EXTRACTED MATERIAL:

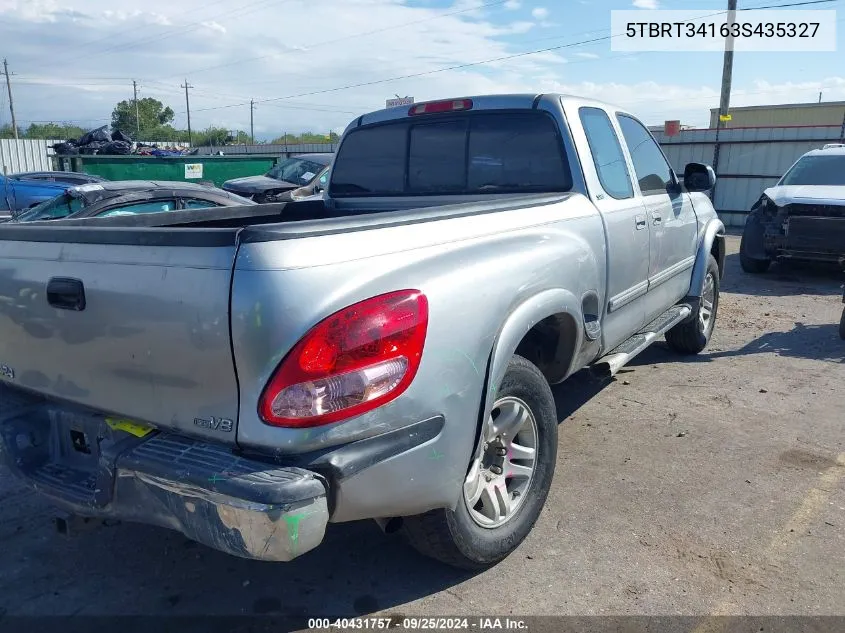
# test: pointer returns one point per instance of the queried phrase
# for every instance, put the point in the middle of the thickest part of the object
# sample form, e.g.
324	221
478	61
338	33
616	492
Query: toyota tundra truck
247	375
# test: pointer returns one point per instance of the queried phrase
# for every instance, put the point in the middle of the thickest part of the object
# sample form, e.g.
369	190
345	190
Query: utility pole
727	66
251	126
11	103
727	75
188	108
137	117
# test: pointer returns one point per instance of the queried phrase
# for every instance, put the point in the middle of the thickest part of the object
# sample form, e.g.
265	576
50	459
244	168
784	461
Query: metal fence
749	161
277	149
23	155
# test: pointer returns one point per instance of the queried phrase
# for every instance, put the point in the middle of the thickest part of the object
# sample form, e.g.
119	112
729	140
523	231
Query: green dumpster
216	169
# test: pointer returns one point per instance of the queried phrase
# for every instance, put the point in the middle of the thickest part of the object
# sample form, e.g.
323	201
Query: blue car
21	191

WHAT THIS TASK INVOLVES:
Which lines in the entries contain the word "Query"? Pull out each of them and copy it whole.

SOLUTION FOR THIS PROBLEM:
Query: toyota tundra truck
Query: utility pole
Query: metal fence
Query: green dumpster
Query: blue car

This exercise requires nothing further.